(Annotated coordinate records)

┄┄┄┄┄┄┄┄┄┄

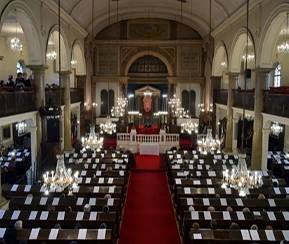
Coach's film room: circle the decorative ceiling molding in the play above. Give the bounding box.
[47,0,248,36]
[212,0,263,37]
[43,0,88,38]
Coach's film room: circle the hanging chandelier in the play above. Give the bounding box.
[277,13,289,54]
[242,44,255,63]
[173,107,190,119]
[197,129,221,155]
[100,117,116,135]
[181,121,199,135]
[111,97,128,118]
[169,94,181,113]
[81,125,103,151]
[168,94,190,118]
[10,37,23,52]
[46,51,57,61]
[198,103,205,113]
[42,155,79,195]
[270,122,283,137]
[222,154,263,197]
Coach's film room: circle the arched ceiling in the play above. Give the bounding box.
[54,0,246,36]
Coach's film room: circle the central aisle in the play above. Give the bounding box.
[120,156,180,244]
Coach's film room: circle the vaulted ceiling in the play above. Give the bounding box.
[54,0,246,36]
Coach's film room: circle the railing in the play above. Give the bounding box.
[136,134,160,143]
[214,89,228,105]
[0,91,36,117]
[264,92,289,118]
[233,90,255,110]
[117,130,179,152]
[45,88,84,105]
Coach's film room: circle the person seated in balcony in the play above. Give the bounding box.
[7,75,15,87]
[15,73,24,89]
[23,73,31,88]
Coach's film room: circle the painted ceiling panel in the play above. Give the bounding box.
[55,0,246,35]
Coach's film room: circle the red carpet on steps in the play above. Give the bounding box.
[119,171,180,244]
[135,154,162,170]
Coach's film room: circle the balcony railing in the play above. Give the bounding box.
[264,92,289,118]
[233,90,255,110]
[0,89,84,117]
[214,89,228,105]
[0,91,36,117]
[45,88,84,105]
[214,89,289,118]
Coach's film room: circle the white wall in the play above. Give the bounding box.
[0,36,28,81]
[92,82,120,117]
[0,124,13,147]
[176,83,201,117]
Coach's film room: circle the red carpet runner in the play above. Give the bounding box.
[119,155,180,244]
[135,154,162,170]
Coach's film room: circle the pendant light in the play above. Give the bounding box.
[277,13,289,54]
[10,9,23,52]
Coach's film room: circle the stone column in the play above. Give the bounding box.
[258,121,271,170]
[215,106,220,137]
[60,71,72,151]
[251,69,270,170]
[232,112,240,152]
[27,65,47,166]
[76,105,81,140]
[225,73,238,152]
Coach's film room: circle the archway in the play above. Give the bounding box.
[229,29,256,89]
[259,4,289,86]
[125,52,172,124]
[70,41,86,87]
[212,43,229,88]
[0,5,43,81]
[45,26,70,86]
[229,29,256,73]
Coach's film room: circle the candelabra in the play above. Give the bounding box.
[43,155,79,195]
[111,97,128,118]
[277,13,289,54]
[270,123,283,137]
[198,129,221,154]
[222,155,263,197]
[181,121,199,135]
[10,37,23,52]
[100,117,116,135]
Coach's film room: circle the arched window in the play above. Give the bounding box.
[273,64,281,87]
[182,90,190,111]
[100,90,108,116]
[16,60,25,74]
[190,90,196,116]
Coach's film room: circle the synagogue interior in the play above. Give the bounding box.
[0,0,289,244]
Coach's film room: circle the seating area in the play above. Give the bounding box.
[0,150,130,243]
[0,148,31,184]
[166,150,289,243]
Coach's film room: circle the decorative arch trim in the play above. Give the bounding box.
[0,0,45,65]
[123,50,174,76]
[229,27,256,73]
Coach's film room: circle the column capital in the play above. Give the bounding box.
[59,70,72,76]
[226,72,240,77]
[252,67,274,74]
[168,76,176,84]
[26,64,48,71]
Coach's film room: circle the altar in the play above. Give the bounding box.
[139,143,160,156]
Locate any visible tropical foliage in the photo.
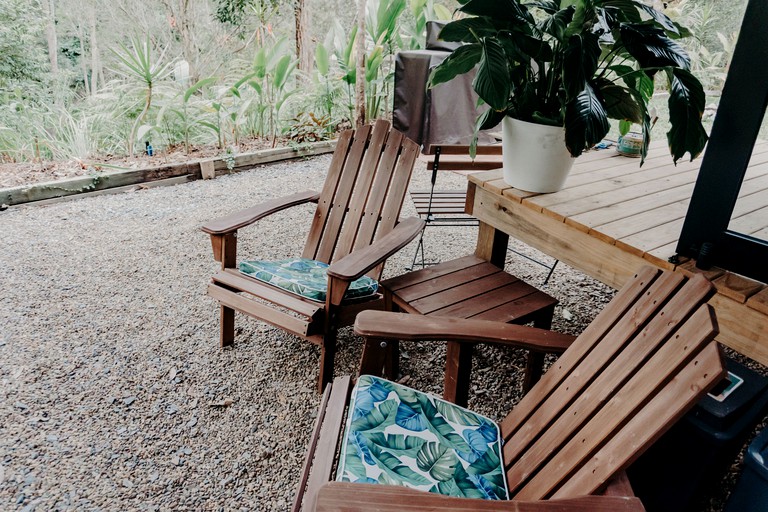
[0,0,744,165]
[431,0,707,161]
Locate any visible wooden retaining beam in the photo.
[0,141,336,206]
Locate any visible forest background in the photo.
[0,0,746,172]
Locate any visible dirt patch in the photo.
[0,139,289,189]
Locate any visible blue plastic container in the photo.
[628,359,768,512]
[725,428,768,512]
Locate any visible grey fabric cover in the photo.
[392,50,494,148]
[426,21,461,52]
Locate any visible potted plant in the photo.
[430,0,707,192]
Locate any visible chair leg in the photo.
[358,338,399,380]
[219,304,235,348]
[443,341,472,407]
[317,329,336,393]
[523,306,555,394]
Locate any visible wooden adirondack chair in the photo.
[294,267,725,512]
[202,121,423,390]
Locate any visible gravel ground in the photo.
[0,155,760,511]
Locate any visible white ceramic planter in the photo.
[501,117,575,193]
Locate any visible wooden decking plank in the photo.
[747,287,768,316]
[566,153,671,188]
[589,200,690,243]
[565,183,694,231]
[565,183,694,231]
[643,241,677,268]
[536,169,699,219]
[712,272,765,304]
[532,158,698,209]
[728,206,768,235]
[615,219,685,256]
[675,260,725,281]
[536,145,768,217]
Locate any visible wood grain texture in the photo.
[712,272,765,304]
[309,482,645,512]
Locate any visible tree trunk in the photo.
[163,0,200,85]
[77,25,91,96]
[41,0,59,76]
[355,0,366,127]
[88,6,101,96]
[293,0,312,77]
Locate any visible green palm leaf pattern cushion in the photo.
[240,258,379,302]
[336,375,509,500]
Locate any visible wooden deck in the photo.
[467,143,768,364]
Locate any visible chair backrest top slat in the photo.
[303,120,416,278]
[502,270,723,499]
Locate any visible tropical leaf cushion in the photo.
[240,258,379,302]
[336,375,509,500]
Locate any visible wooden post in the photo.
[475,221,509,269]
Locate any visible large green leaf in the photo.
[563,33,602,100]
[595,0,642,27]
[477,108,506,131]
[369,444,431,485]
[416,443,459,482]
[620,23,691,69]
[526,0,570,14]
[315,43,331,76]
[667,68,708,162]
[435,400,482,427]
[417,394,471,452]
[352,399,398,431]
[497,31,554,63]
[440,18,497,43]
[363,432,427,458]
[565,84,610,157]
[472,38,510,110]
[344,443,366,481]
[429,43,482,87]
[437,465,496,499]
[593,78,645,124]
[184,77,217,103]
[632,0,682,35]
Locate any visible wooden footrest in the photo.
[381,255,557,323]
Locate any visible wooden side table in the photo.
[361,255,557,405]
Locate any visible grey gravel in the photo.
[0,156,748,510]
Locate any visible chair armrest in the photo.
[200,190,320,235]
[355,311,576,353]
[314,482,645,512]
[327,217,425,281]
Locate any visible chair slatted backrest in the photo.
[303,120,419,279]
[501,267,725,500]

┄┄┄┄┄┄┄┄┄┄

▸ **Prompt**
Reproduce all the data with every "Coach's film room" swapped for "Film review session" and nothing else changed. Leave the pictures out of your answer.

▸ **Solved exercise**
Film review session: circle the decorative ceiling molding in the play above. Give the bounding box.
[47,0,248,36]
[212,0,263,37]
[43,0,88,38]
Film review session: circle the hanging chandelier in the play above. Give the bounding box.
[277,13,289,54]
[242,44,255,63]
[173,107,190,119]
[197,129,221,155]
[100,117,116,135]
[181,121,199,135]
[111,97,128,118]
[169,94,181,113]
[81,125,103,151]
[168,94,190,118]
[10,37,23,52]
[46,51,57,61]
[198,103,205,113]
[42,155,79,195]
[270,122,283,137]
[222,154,263,197]
Film review session: circle the arched ceiling in the play above. Give the bounding box.
[54,0,246,36]
Film review session: circle the central aisle in the play above. Give the bounding box.
[120,156,180,244]
Film review session: circle the vaulted ceiling in the play above. Give the bounding box.
[54,0,246,36]
Film review session: circle the railing in the play above. Give the bounding box.
[136,134,160,143]
[214,89,228,105]
[0,91,36,117]
[264,92,289,118]
[233,90,255,110]
[117,130,179,152]
[45,88,84,105]
Film review session: circle the person seated in balcony in the play above. Give the bounding box.
[7,75,15,87]
[15,73,24,89]
[23,73,31,88]
Film review session: circle the painted ceiling panel in the play above. Give the bounding box.
[55,0,246,35]
Film review session: circle the red carpet on steps in the play above. Give the bounding box.
[119,171,180,244]
[135,154,162,170]
Film review session: circle the balcony railing in the play above. Give the bounding box.
[264,92,289,118]
[233,90,255,110]
[0,89,84,117]
[214,89,228,105]
[0,91,36,117]
[45,88,84,105]
[214,89,289,118]
Film review session: circle the white wall in the play above. Give the bounding box.
[0,36,28,81]
[92,82,120,117]
[0,124,13,147]
[176,83,201,117]
Film review session: circle the red carpet runner in the play above. Give the bounding box.
[119,155,180,244]
[135,154,162,170]
Film review session: circle the pendant light in the play above. Give the bounding box.
[277,13,289,54]
[10,9,23,52]
Film review session: circle the stone column in the play above. Give the bounding box.
[258,121,271,170]
[215,106,220,137]
[60,71,72,151]
[251,69,270,170]
[232,112,240,152]
[27,65,47,166]
[76,105,81,140]
[225,73,238,152]
Film review session: circle the archway in the play above. Give the bounding box.
[229,29,256,89]
[259,4,289,86]
[125,52,172,124]
[70,41,86,87]
[212,43,229,88]
[0,5,43,81]
[45,26,70,86]
[229,29,256,73]
Film review session: circle the candelabra in the play above. Give the bounding box.
[43,155,79,195]
[111,97,128,118]
[277,13,289,54]
[270,123,283,137]
[198,129,221,154]
[222,155,263,197]
[181,121,199,135]
[10,37,23,52]
[100,117,116,135]
Film review session: circle the arched window in the play above. Give the bounding box.
[273,64,281,87]
[182,90,190,111]
[100,90,108,116]
[16,60,25,74]
[190,90,196,116]
Film review session: circle the synagogue interior in the play above. Give the bounding box.
[0,0,289,244]
Film review session: circle the seating area in the play above. Give the bounding box.
[0,150,130,243]
[0,148,31,184]
[166,150,289,243]
Film review session: circle the decorative arch trim in the play above. Give the bounding box.
[0,0,45,65]
[123,50,174,76]
[229,27,256,73]
Film review session: circle the column capital in the play above. Give the bounding box.
[59,70,72,76]
[226,72,240,77]
[252,67,274,74]
[168,76,176,84]
[26,64,48,71]
Film review session: circle the altar in the play above. Give the bounding box.
[139,143,160,156]
Locate any visible tropical foliage in the photo.
[0,0,744,165]
[431,0,707,161]
Locate any visible wooden retaining beam in the photo.
[0,141,336,206]
Locate any visible forest background in the photo.
[0,0,746,172]
Locate any visible dirt patch in the photo.
[0,139,289,189]
Locate any visible blue plastic container in the photo.
[628,359,768,512]
[725,428,768,512]
Locate any visible grey fabric cover in the photo.
[392,50,494,148]
[426,21,461,52]
Locate any visible potted plant in the photo.
[430,0,707,192]
Locate any visible chair leg in the photo.
[358,338,399,380]
[219,304,235,348]
[443,341,472,407]
[317,329,336,393]
[523,306,555,394]
Locate any visible wooden adirondack chair in the photo.
[294,267,725,512]
[202,121,423,390]
Locate any visible gravel ground in the photo.
[0,155,760,511]
Locate any visible white ceramic planter in the photo.
[501,117,575,193]
Locate any visible wooden decking plank in the photo.
[747,287,768,316]
[566,153,671,188]
[589,200,690,243]
[565,183,694,231]
[565,183,694,231]
[643,241,677,268]
[536,169,699,219]
[712,272,765,304]
[532,158,698,209]
[728,206,768,235]
[615,219,685,256]
[675,260,725,281]
[536,145,768,217]
Locate any visible wood grain texture in the photo.
[712,272,765,304]
[309,482,645,512]
Locate any visible tree trunk in the photo.
[163,0,200,85]
[77,25,91,96]
[41,0,59,76]
[355,0,366,127]
[88,6,101,96]
[293,0,312,77]
Locate any visible green palm leaf pattern cushion in the photo.
[240,258,379,302]
[336,375,509,500]
Locate any visible wooden deck in the photo.
[467,143,768,364]
Locate any visible chair backrest top slat in the photo.
[303,120,416,278]
[502,270,723,499]
Locate any visible tropical leaf cushion in the photo.
[240,258,379,302]
[336,375,509,500]
Locate any visible wooden post in the photo.
[475,221,509,269]
Locate any visible large green leaf in the photo.
[563,33,602,100]
[595,0,642,27]
[477,108,506,131]
[369,444,431,485]
[416,443,459,482]
[620,23,691,69]
[526,0,570,14]
[315,43,331,76]
[667,68,708,162]
[435,400,482,427]
[417,394,471,452]
[352,399,398,431]
[497,31,554,63]
[440,18,497,43]
[363,432,427,458]
[565,84,610,157]
[472,38,510,110]
[344,443,366,481]
[429,43,482,87]
[437,465,496,499]
[593,78,645,124]
[184,77,217,103]
[632,0,682,35]
Locate any visible wooden footrest in the photo.
[381,255,557,323]
Locate any visible wooden side table in the photo.
[361,255,557,405]
Locate any visible grey gravel in the photo.
[0,156,748,510]
Locate any visible chair armrest in the photo.
[200,190,320,235]
[355,311,576,353]
[314,482,645,512]
[327,217,425,281]
Locate any visible chair slatted backrest in the photo.
[303,120,419,279]
[501,267,725,500]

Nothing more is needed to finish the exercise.